DIRECTIVE
Which lines of the listing below contain the word "positive", counting only matches in the same case? Show each such line in full.

INPUT MATERIAL
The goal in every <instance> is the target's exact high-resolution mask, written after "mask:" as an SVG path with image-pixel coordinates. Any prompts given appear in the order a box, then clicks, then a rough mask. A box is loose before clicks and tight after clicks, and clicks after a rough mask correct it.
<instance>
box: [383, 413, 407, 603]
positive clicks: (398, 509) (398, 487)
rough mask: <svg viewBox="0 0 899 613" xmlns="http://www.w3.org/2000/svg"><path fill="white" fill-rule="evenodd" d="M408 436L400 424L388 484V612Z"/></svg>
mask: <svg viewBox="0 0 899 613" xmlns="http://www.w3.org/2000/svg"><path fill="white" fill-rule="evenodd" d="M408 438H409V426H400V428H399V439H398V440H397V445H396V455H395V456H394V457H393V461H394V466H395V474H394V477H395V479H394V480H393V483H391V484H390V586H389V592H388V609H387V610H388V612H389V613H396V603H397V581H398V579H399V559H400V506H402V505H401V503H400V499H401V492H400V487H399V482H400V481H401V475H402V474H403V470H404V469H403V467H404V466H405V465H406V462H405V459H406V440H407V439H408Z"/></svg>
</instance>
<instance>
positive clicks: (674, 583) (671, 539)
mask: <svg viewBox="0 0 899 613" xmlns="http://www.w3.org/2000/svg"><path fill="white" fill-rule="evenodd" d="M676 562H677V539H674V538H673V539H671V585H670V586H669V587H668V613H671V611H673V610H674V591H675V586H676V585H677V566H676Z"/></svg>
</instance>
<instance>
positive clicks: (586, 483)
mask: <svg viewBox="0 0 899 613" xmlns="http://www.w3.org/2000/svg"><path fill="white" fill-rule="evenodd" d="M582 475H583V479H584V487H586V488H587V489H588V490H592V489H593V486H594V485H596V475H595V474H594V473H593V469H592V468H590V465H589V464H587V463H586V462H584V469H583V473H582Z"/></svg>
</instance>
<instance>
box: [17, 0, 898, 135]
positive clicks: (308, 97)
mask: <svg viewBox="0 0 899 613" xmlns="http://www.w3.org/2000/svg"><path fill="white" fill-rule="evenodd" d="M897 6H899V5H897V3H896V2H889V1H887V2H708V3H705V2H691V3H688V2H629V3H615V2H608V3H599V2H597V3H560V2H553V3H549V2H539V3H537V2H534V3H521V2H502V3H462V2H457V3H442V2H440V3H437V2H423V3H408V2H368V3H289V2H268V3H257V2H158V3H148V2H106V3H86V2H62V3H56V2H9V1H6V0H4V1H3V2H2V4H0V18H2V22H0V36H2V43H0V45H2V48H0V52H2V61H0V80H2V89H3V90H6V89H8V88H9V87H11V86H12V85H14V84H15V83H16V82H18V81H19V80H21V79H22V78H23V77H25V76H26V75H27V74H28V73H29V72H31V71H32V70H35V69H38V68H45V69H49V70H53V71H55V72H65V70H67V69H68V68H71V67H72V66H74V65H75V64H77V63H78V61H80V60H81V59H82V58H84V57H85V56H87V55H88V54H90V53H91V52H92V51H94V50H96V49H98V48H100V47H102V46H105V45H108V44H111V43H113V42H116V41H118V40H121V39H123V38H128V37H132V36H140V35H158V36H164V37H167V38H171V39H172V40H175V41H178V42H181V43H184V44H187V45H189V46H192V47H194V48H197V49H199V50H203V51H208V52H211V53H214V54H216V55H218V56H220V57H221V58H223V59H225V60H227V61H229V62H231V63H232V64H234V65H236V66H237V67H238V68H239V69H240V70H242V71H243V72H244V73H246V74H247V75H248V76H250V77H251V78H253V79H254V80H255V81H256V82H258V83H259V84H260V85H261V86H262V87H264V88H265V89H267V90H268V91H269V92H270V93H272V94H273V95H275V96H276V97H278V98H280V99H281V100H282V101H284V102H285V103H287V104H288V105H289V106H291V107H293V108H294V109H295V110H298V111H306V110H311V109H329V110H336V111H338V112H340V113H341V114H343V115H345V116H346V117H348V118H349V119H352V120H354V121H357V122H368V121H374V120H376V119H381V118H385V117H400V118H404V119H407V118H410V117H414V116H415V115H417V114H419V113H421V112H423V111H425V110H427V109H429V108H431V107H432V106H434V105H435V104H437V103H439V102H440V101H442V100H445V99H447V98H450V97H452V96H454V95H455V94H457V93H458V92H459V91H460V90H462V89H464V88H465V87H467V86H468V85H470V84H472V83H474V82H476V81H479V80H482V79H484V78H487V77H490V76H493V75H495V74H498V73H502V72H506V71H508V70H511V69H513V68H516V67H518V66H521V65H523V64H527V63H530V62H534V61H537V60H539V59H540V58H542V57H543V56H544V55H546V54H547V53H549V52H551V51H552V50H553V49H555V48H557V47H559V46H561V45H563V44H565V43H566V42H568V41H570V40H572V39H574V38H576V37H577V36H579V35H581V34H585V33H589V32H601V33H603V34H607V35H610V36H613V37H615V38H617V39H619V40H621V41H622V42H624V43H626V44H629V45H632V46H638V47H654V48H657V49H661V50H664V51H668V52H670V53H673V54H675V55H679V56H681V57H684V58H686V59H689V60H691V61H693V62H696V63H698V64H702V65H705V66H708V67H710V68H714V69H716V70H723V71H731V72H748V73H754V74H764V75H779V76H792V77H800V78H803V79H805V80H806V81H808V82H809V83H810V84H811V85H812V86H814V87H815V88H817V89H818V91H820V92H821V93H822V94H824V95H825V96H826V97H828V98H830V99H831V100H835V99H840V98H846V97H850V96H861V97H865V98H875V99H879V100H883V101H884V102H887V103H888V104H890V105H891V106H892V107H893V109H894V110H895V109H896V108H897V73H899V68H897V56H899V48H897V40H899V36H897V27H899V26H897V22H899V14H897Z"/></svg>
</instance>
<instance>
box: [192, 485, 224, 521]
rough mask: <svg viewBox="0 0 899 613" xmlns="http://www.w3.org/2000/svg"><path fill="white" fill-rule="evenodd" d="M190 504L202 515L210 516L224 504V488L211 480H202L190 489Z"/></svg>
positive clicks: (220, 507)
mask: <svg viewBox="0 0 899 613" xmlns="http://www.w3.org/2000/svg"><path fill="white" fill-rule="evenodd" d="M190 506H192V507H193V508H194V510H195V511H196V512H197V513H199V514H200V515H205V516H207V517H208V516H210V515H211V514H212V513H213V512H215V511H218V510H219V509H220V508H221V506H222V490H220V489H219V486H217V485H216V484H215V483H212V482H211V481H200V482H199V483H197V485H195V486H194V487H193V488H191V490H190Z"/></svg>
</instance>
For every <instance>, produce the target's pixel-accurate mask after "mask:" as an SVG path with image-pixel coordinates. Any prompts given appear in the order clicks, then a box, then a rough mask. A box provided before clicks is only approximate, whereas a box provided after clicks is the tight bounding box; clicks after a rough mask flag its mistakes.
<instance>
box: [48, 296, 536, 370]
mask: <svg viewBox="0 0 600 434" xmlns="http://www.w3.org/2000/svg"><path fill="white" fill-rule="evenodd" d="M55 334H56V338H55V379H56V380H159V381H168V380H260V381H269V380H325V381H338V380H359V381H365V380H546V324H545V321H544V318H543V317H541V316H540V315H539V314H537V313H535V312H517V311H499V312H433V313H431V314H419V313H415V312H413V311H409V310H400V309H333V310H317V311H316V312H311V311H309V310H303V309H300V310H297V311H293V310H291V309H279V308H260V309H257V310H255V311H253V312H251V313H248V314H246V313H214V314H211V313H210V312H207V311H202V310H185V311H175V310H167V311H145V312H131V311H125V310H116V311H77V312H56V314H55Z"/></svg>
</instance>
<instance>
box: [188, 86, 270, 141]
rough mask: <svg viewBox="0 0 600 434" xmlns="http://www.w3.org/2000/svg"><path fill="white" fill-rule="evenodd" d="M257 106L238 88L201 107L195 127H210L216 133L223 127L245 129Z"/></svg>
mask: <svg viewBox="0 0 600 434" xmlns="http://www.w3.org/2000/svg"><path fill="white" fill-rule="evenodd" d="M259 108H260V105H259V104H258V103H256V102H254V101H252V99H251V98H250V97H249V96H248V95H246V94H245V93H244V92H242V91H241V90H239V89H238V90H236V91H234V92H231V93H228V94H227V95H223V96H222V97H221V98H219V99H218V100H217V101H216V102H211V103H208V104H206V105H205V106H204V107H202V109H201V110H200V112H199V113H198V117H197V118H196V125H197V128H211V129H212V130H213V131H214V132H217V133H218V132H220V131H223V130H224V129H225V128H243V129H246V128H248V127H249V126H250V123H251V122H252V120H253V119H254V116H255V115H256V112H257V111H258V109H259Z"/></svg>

TASK RESPONSE
positive clicks: (398, 509) (398, 487)
positive clicks: (674, 583) (671, 539)
positive clicks: (586, 483)
positive clicks: (308, 97)
positive clicks: (220, 507)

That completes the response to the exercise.